- [EXERCISE PROMPT]
Make an exact copy of the records, dropping all pictures.

- [RECORD SET]

___

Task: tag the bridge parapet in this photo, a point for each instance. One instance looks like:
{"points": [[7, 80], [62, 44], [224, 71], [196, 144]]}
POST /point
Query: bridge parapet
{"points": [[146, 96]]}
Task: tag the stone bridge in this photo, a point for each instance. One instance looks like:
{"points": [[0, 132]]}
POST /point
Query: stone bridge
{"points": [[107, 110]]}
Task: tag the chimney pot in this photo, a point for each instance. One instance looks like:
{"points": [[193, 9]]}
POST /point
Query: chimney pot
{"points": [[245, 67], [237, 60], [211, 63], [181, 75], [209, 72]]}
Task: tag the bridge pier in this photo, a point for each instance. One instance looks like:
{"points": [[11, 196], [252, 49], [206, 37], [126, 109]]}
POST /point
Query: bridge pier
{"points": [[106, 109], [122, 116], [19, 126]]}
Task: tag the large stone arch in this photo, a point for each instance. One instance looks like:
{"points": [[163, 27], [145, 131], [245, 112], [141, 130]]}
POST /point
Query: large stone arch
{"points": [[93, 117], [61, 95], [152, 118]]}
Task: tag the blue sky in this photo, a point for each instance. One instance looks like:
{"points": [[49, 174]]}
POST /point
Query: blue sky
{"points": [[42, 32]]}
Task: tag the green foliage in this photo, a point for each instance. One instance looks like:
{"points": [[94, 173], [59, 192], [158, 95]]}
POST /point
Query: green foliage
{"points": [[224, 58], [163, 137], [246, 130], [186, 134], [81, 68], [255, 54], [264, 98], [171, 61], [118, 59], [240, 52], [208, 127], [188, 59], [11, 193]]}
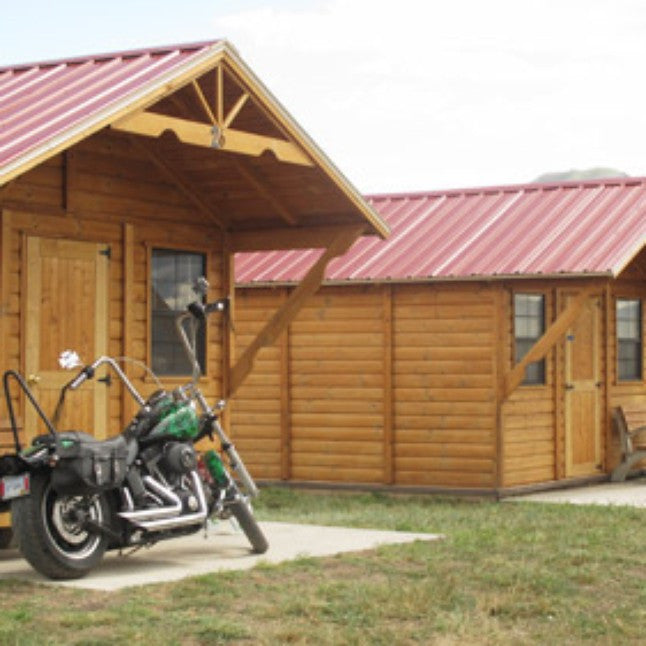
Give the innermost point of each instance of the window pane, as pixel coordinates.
(173, 276)
(629, 340)
(529, 326)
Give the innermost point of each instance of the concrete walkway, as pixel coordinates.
(631, 493)
(222, 549)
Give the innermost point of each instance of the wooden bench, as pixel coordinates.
(630, 421)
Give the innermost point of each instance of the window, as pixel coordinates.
(629, 339)
(173, 276)
(529, 326)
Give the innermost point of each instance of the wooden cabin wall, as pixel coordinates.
(103, 190)
(373, 384)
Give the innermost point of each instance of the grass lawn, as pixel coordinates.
(506, 573)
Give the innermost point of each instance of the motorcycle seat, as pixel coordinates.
(117, 442)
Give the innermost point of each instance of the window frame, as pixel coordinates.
(638, 379)
(515, 359)
(179, 248)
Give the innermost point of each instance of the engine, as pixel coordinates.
(172, 463)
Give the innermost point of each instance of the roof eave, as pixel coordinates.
(496, 278)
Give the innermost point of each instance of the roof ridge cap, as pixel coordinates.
(509, 188)
(160, 49)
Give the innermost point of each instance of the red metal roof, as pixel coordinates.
(572, 228)
(44, 103)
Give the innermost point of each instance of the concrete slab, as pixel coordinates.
(631, 493)
(222, 549)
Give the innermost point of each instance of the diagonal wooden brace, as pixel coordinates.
(292, 306)
(553, 333)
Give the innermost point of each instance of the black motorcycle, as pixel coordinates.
(73, 497)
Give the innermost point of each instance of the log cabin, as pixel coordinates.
(124, 177)
(480, 349)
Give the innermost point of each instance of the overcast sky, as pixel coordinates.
(406, 94)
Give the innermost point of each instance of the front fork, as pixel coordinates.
(235, 461)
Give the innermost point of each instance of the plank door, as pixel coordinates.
(583, 392)
(66, 309)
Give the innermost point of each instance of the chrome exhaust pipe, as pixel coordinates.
(159, 524)
(173, 509)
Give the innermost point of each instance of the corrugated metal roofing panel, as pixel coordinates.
(42, 101)
(570, 228)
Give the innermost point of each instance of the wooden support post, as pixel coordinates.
(285, 408)
(71, 181)
(546, 342)
(228, 341)
(388, 338)
(128, 404)
(5, 258)
(498, 359)
(288, 312)
(607, 407)
(559, 413)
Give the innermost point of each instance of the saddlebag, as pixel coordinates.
(86, 465)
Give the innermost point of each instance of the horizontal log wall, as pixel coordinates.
(102, 190)
(383, 385)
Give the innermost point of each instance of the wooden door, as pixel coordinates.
(583, 392)
(66, 291)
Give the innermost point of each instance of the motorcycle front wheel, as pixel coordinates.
(249, 525)
(52, 533)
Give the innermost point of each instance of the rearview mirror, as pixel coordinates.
(69, 359)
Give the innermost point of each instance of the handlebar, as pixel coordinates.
(195, 314)
(88, 372)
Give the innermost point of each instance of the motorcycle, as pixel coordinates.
(73, 497)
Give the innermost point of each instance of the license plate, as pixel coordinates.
(14, 486)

___

- [RIGHT ANSWER]
Task: tag the bridge parapet in this photo, a point for each instance. One instance looks like:
{"points": [[7, 80], [62, 44], [224, 71], [196, 144]]}
POST /point
Query: bridge parapet
{"points": [[146, 96]]}
Task: tag the stone bridge in this photo, a point for each instance. One instance looks like:
{"points": [[0, 132]]}
POST /point
Query: stone bridge
{"points": [[107, 110]]}
Task: tag the chimney pot in this photo, a point for each instance. One instance looks like:
{"points": [[193, 9]]}
POST /point
Query: chimney pot
{"points": [[245, 67], [237, 60], [211, 63], [181, 75], [209, 72]]}
Task: tag the bridge pier in this photo, a point for each instance. One instance looks like:
{"points": [[11, 196], [252, 49], [206, 37], [126, 109]]}
POST /point
Query: bridge pier
{"points": [[106, 109], [122, 116], [19, 126]]}
Task: tag the large stone arch in this photo, a point for each instance. One instance looks like:
{"points": [[163, 27], [145, 131], [245, 112], [141, 130]]}
POST /point
Query: large stone arch
{"points": [[93, 117], [61, 95], [152, 118]]}
Task: tag the blue sky in this photo, a point for each instance. One instance looks like:
{"points": [[49, 174]]}
POST /point
Query: blue sky
{"points": [[42, 32]]}
Task: tag the green foliage in this photo, a point for each instance. One instance looks like:
{"points": [[94, 173], [59, 192], [158, 95]]}
POST /point
Query: green foliage
{"points": [[224, 58], [163, 137], [246, 130], [186, 134], [81, 68], [255, 54], [264, 98], [171, 61], [118, 59], [240, 52], [208, 127], [188, 59], [11, 193]]}
Give the innermost point of each instance of the window pane, as pixel coordinates.
(173, 276)
(629, 340)
(529, 326)
Give the innermost point of each instance of the concrete walkway, as pixel coordinates.
(631, 493)
(222, 549)
Give the innermost point of each instance of the wooden bench, as pixel coordinates.
(630, 421)
Give the innermost point of each instance of the window, as pixel coordinates.
(629, 339)
(173, 276)
(529, 326)
Give the innermost point of each instance of the wooden cabin wall, as pixel coordinates.
(103, 190)
(373, 384)
Give the innermost point of each instance of the grass lawn, as pixel coordinates.
(506, 573)
Give the innermost point of each instance of the motorcycle seat, as pixel coordinates.
(117, 442)
Give the innermost point of each instance of the window frame, as pixel coordinates.
(638, 379)
(515, 359)
(179, 248)
Give the innermost point of each instance of the engine, as pixel coordinates.
(172, 463)
Give the innermost point of each instance of the roof eave, as pixel coordinates.
(496, 278)
Give the innermost point of each instance of the roof ridge cap, as pixel coordinates.
(509, 188)
(160, 49)
Give the innermost point of each instance of the red metal roof, as pixel coordinates.
(572, 228)
(44, 103)
Give the innermost point of each instance of the concrete slab, as pixel coordinates.
(631, 493)
(222, 549)
Give the innermost point of each instance of the diagonal wooden brace, as pixel coordinates.
(292, 306)
(553, 333)
Give the innermost point of each instance of the black motorcycle, as pixel coordinates.
(73, 497)
Give the innermost point of each instance of the log cabin, as pixel coordinates.
(124, 177)
(480, 349)
Give the innermost point of each instance of the overcast sky, as pixel coordinates.
(406, 94)
Give the innermost point of each instance of the front fork, as pixel coordinates.
(235, 461)
Give the innermost point of each instance of the plank door, as pixel coordinates.
(583, 392)
(66, 309)
Give the innermost point of each instance of the chrome exhaust pipe, as pixel coordinates.
(159, 524)
(173, 509)
Give the innermost point of each instance of the corrugated metal roofing panel, as pixel coordinates.
(42, 101)
(570, 228)
Give the innermost point of each instance of the wooden support post, as pixel coordinates.
(285, 408)
(71, 181)
(546, 342)
(228, 341)
(388, 338)
(128, 404)
(5, 258)
(498, 359)
(288, 312)
(607, 407)
(559, 413)
Give the innermost point of each instance of the saddlebag, as pixel coordinates.
(86, 465)
Give the innermost point of each instance of the horizontal log wall, as pixel coordinates.
(102, 190)
(383, 385)
Give the innermost point of each instance of the wooden door, as pixel coordinates.
(583, 392)
(66, 291)
Give the innermost point of each instance of the motorcycle front wheel, as pixel coordinates.
(249, 525)
(52, 533)
Give the innermost point of each instance of the rearview mirror, as pixel coordinates.
(69, 359)
Give the innermost point of each instance of the handlebar, as pixel coordinates.
(195, 314)
(88, 372)
Give the innermost point of each instance of the motorcycle, as pixel coordinates.
(73, 497)
Give the innermost point of each instance of the license plate, as pixel coordinates.
(14, 486)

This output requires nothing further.